[Collection entries]
■ ■ ■ ■ ■
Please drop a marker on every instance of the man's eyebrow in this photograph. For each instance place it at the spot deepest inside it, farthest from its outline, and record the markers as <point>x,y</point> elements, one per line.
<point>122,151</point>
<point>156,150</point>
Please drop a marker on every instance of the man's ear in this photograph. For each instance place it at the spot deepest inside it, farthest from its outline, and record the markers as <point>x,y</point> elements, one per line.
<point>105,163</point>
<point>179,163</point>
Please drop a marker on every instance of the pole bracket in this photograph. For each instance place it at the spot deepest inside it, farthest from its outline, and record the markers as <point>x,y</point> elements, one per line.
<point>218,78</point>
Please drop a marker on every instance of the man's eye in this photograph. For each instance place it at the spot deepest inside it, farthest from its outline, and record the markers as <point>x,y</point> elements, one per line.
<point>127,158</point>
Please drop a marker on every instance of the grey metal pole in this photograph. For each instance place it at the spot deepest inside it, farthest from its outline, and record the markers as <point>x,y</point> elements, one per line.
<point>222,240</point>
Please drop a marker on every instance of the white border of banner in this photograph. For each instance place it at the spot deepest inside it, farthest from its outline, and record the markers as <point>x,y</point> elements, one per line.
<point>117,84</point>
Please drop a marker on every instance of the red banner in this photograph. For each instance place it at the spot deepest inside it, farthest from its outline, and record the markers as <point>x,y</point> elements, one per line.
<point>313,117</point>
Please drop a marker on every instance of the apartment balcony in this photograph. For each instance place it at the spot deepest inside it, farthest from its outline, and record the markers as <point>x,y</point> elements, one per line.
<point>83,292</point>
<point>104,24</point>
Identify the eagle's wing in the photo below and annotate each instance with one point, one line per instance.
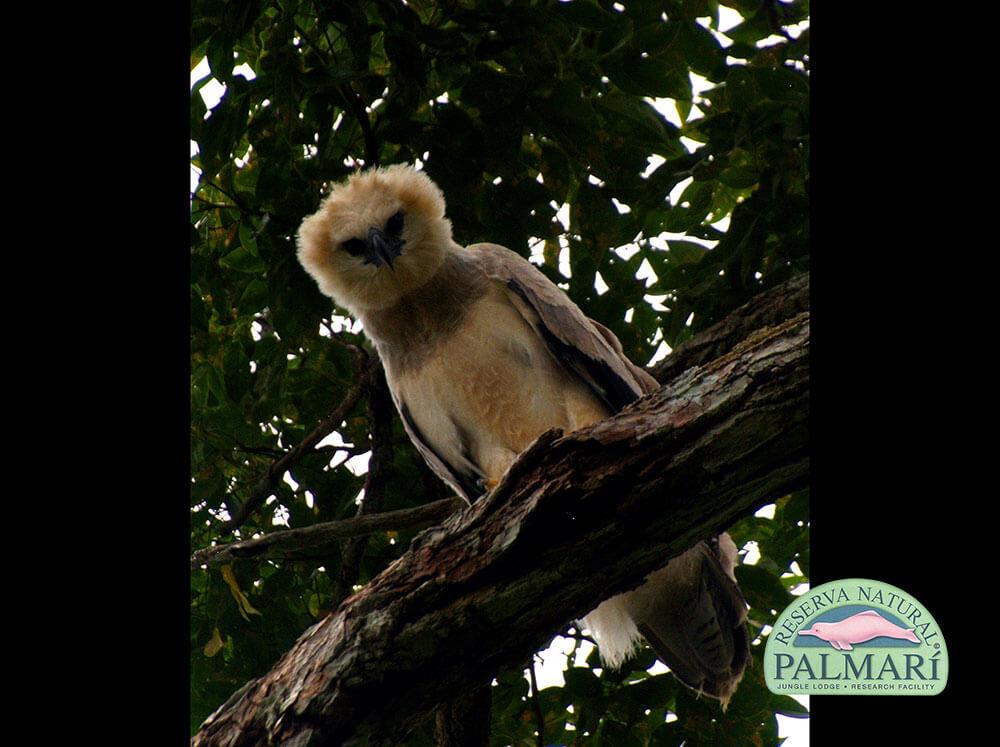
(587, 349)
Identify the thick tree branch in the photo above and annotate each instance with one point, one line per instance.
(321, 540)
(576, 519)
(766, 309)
■ ■ ■ ■ ■
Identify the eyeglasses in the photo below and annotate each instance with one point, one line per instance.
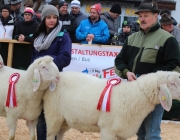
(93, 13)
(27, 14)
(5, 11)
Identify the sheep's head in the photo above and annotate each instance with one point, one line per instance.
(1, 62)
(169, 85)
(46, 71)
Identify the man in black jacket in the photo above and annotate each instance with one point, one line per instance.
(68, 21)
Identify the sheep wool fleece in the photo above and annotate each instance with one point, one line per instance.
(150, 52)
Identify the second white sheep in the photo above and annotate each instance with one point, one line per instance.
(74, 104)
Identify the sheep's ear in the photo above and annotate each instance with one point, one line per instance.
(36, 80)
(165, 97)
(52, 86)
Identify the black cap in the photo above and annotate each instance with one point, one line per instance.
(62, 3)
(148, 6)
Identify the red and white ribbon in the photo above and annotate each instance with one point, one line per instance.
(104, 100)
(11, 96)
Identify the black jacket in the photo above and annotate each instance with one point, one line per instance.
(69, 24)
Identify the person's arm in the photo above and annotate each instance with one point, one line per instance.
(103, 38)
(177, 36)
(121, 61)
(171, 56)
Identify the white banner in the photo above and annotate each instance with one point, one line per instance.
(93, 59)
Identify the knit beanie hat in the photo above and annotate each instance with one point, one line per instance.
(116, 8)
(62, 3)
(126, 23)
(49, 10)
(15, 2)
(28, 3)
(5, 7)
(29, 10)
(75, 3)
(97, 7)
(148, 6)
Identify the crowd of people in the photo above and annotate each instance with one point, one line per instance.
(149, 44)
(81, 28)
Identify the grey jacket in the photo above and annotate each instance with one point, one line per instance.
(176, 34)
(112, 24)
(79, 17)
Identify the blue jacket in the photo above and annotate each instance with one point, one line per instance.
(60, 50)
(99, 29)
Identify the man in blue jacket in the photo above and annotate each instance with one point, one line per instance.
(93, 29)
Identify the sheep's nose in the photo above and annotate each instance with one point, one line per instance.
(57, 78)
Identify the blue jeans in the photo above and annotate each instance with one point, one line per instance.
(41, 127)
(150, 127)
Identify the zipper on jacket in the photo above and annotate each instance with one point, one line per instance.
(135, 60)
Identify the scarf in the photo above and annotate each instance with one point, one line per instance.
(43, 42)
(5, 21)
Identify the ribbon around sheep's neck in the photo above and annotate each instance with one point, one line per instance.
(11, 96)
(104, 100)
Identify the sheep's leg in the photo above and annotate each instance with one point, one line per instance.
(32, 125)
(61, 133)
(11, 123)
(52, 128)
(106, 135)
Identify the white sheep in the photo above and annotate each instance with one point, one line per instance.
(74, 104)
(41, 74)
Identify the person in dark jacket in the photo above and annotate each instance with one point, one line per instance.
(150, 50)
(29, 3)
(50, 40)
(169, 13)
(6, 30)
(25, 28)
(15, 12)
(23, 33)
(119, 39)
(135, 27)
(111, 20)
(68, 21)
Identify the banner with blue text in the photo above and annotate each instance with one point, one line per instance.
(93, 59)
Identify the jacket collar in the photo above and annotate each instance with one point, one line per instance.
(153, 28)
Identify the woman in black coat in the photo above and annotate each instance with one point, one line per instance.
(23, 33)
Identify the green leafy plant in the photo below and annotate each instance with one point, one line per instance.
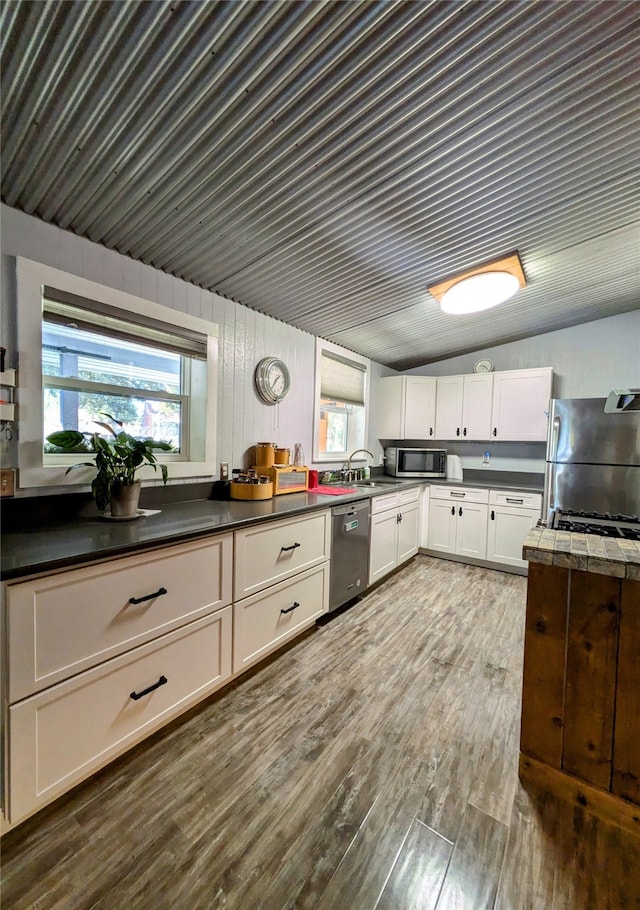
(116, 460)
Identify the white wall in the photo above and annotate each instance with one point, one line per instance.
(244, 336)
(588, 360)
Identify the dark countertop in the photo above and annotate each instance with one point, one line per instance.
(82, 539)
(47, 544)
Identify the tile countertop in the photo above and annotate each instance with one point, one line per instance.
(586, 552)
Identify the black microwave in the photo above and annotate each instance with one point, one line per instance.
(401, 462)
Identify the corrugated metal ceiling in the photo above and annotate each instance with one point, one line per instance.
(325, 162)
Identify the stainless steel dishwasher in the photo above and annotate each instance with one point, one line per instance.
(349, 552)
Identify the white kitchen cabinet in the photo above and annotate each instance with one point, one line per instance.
■ ■ ■ ■ ■
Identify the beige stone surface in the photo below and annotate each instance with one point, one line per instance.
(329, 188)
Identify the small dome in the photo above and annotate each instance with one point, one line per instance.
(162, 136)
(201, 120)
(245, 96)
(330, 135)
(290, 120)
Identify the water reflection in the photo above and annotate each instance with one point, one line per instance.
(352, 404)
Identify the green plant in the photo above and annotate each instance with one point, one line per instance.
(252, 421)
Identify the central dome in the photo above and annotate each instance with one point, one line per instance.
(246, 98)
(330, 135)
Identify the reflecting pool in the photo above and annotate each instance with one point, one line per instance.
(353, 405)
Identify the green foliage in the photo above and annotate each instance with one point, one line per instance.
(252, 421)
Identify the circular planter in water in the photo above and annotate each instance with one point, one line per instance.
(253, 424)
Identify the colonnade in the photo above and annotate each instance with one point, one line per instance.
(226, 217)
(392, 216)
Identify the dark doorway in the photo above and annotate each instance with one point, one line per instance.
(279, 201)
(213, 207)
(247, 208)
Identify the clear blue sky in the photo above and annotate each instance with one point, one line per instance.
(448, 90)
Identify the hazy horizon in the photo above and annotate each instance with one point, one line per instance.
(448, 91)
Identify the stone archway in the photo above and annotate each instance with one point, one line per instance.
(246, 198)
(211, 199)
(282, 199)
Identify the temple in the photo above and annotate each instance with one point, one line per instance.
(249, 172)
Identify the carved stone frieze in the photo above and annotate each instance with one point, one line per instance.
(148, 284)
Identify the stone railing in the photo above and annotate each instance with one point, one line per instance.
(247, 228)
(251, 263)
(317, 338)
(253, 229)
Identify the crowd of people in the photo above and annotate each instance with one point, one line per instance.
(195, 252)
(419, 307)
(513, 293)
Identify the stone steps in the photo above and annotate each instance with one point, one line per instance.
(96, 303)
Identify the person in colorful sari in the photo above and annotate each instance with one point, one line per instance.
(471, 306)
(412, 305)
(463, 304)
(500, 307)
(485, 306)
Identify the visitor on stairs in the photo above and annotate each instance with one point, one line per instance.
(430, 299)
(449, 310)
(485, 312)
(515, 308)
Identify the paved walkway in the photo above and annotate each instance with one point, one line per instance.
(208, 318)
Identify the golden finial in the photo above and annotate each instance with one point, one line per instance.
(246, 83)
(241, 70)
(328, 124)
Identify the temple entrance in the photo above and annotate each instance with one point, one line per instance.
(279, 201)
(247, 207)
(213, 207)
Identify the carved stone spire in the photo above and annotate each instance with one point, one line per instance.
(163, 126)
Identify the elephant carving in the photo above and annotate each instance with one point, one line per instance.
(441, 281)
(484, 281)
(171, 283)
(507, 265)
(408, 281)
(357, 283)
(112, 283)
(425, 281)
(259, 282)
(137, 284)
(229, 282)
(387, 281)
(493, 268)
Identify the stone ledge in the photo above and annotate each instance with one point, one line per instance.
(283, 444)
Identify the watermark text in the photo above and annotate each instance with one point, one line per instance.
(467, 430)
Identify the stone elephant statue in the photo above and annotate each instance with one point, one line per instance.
■ ■ ■ ■ ■
§ **Task details**:
What is needed is an exact copy of the lines above, from the one containing "Identify the paved" through the one containing "Identify the stone elephant", with nothing added.

§ **Result for this task**:
Identify the paved walkway in the photo above and annotate each instance with one point, one line per instance.
(208, 318)
Identify the golden finial in the photo above and annotate each instance with one point, one line per instance.
(246, 83)
(241, 70)
(328, 124)
Identify the temple entrance in the photo above and annotate each instance with one point, one line per instance.
(279, 201)
(247, 207)
(213, 207)
Identify the carved stone spire in the photo above and annotate each instance with one point, one line per instance.
(163, 126)
Identify the elephant carving in the photo above and annotate each instance with one point, one line per instance.
(441, 281)
(484, 281)
(171, 283)
(507, 265)
(408, 281)
(357, 283)
(112, 283)
(425, 281)
(259, 282)
(137, 284)
(229, 282)
(387, 281)
(493, 268)
Identify the stone ledge in the photo above and annotate each instance with one point, one line per instance.
(283, 444)
Identify the watermark text in the photo above and annotate each instance with one point, one line per instance.
(467, 430)
Identify the stone elephant statue in the photo above and annotate each instance with one point, one line per instance.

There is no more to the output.